"""

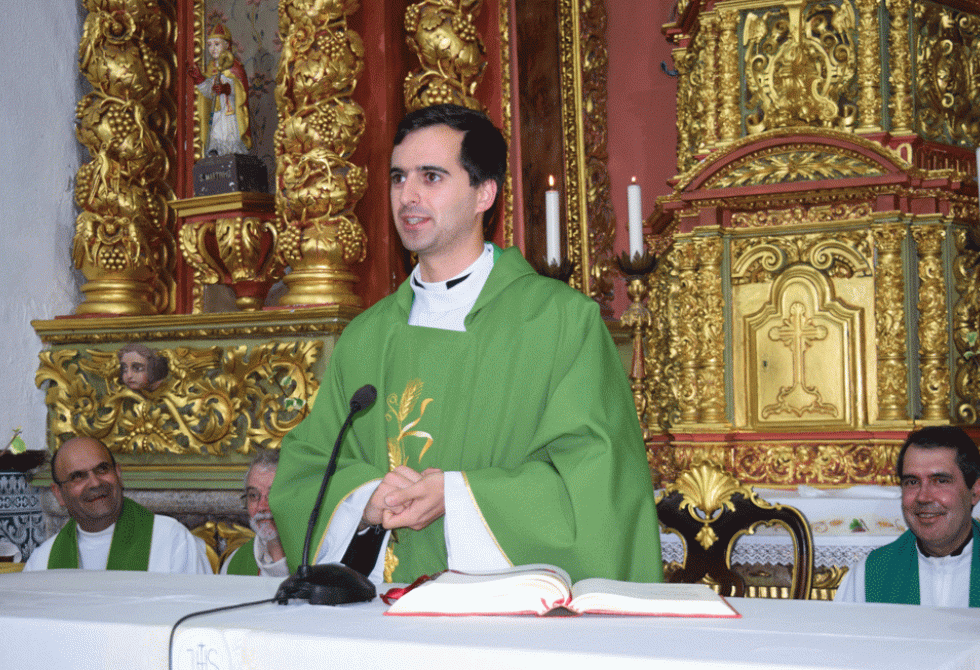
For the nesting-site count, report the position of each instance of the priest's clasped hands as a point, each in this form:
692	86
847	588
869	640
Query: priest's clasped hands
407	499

"""
"""

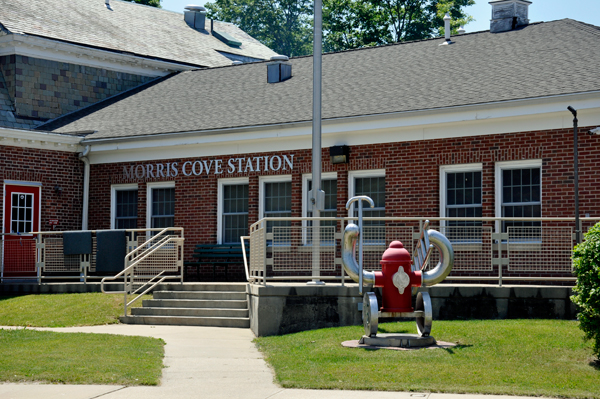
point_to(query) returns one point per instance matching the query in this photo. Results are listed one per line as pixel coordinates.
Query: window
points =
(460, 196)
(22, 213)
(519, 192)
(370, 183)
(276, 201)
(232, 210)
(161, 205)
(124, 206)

"""

TASK » Copy out every line of the items above that contains the word "hands". Case counts.

COMPLETE ANSWER »
For the nesting-site count, report the position of each instance of the priest's clasped hands as a point, each in this form:
Query: priest's clasped hands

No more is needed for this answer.